* **Исходный текст**
● ● ● ● ●

Напишет он эту песню, напишет. Чуть позже. Лет через пятьдесят.
Кстати, о купечестве. В позапрошлом веке в Одое-ве был самый его расцвет. Торговали хлебом, пенькой, скотом и пиленым лесом. На миллион рублей золотом тянул суммарный годовой оборот Одоевских купцов. По реке Упе шли баржи с товарами. Не знаю – была ли тогда вода в Упе мокрее, но вот судоходной она в те времена была[7]. В базарные и праздничные дни в городе устраивались кулачные бои (в будние дни могли набить морду без театральных представлений), и на ипподроме – скачки рысаков. Представлял я себе скачки, ипподром, театр и духовой оркестр в поселке городского типа, представлял… так и не представил. А ведь когда-то Одоев был и вовсе столичным городом. С четырнадцатого по шестнадцатый век Одоев – центр удельного княжества. У него и герб есть, утвержденный Екатериной Великой, – черный одноглавый орел в красном поле держит золотой крест. А теперь попробуйте под таким гербом подписать «Рабочий поселок Одоев». Рука не поднимается? Да тут от обиды не только рука не поднимется…
Само собой, не все было в старом Одоеве замечательным. Взять, к примеру, грязь на улицах. Она тогда была гораздо грязнее (как и вода, которая была мокрее). Весной и осенью в городе появлялись такие огромные лужи, что некоторые из них были судоходны. Местные жители продавали проезжающим за умеренную мзду весла, а маленьким детям – матроски. Ну, а кареты тех, кто побогаче, тянули бурлаки.

● ● ● ● ●

* **Задание A**
Перепишите текст о старом Одоеве полностью, ничего в нем не меняя.
Текст и записи между собой никак не связаны.

● ● ● ● ●

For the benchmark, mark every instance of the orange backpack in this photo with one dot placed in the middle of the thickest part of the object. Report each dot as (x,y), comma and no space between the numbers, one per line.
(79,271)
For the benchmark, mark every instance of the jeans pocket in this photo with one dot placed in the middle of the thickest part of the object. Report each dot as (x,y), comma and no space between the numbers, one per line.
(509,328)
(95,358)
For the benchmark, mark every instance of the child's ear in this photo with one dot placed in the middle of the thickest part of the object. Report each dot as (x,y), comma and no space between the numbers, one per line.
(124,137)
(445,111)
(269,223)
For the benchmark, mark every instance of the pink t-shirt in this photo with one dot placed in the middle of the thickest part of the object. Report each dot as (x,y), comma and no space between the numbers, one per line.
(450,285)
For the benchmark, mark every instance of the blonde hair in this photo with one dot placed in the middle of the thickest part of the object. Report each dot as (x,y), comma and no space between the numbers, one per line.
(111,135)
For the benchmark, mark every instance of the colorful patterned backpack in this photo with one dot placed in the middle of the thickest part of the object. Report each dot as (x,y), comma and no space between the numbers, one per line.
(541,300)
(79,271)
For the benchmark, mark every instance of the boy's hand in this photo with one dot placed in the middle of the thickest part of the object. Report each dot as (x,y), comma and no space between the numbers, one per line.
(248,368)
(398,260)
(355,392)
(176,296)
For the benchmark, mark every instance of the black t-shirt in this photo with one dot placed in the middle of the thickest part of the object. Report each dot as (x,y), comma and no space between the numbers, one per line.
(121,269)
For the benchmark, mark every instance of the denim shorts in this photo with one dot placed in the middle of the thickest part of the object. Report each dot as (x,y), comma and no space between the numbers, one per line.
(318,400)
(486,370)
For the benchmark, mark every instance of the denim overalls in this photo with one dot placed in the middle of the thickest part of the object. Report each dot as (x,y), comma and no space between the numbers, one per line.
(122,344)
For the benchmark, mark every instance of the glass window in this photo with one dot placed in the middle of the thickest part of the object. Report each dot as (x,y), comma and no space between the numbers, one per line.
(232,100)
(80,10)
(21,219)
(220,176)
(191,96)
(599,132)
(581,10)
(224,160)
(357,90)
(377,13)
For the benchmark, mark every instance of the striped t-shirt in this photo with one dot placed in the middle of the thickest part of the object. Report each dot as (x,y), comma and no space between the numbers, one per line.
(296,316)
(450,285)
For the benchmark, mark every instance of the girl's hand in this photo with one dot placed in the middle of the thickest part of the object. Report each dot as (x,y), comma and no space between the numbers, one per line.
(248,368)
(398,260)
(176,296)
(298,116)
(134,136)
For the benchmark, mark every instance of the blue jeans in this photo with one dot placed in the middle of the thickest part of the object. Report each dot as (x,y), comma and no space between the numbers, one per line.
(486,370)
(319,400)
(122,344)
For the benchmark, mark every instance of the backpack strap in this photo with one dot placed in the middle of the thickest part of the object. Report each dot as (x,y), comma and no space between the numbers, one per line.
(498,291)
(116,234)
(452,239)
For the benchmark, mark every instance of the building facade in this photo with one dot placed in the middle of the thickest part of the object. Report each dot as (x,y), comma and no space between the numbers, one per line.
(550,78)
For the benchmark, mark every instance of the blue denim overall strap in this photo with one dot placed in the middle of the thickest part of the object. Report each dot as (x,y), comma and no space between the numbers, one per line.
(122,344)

● ● ● ● ●

* **Задание B**
Посчитайте, в скольких строках записей встречается слово «blue». В ответе дайте только число.

* **Решение A**
Напишет он эту песню, напишет. Чуть позже. Лет через пятьдесят.
Кстати, о купечестве. В позапрошлом веке в Одое-ве был самый его расцвет. Торговали хлебом, пенькой, скотом и пиленым лесом. На миллион рублей золотом тянул суммарный годовой оборот Одоевских купцов. По реке Упе шли баржи с товарами. Не знаю – была ли тогда вода в Упе мокрее, но вот судоходной она в те времена была[7]. В базарные и праздничные дни в городе устраивались кулачные бои (в будние дни могли набить морду без театральных представлений), и на ипподроме – скачки рысаков. Представлял я себе скачки, ипподром, театр и духовой оркестр в поселке городского типа, представлял… так и не представил. А ведь когда-то Одоев был и вовсе столичным городом. С четырнадцатого по шестнадцатый век Одоев – центр удельного княжества. У него и герб есть, утвержденный Екатериной Великой, – черный одноглавый орел в красном поле держит золотой крест. А теперь попробуйте под таким гербом подписать «Рабочий поселок Одоев». Рука не поднимается? Да тут от обиды не только рука не поднимется…
Само собой, не все было в старом Одоеве замечательным. Взять, к примеру, грязь на улицах. Она тогда была гораздо грязнее (как и вода, которая была мокрее). Весной и осенью в городе появлялись такие огромные лужи, что некоторые из них были судоходны. Местные жители продавали проезжающим за умеренную мзду весла, а маленьким детям – матроски. Ну, а кареты тех, кто побогаче, тянули бурлаки.

* **Решение B**
2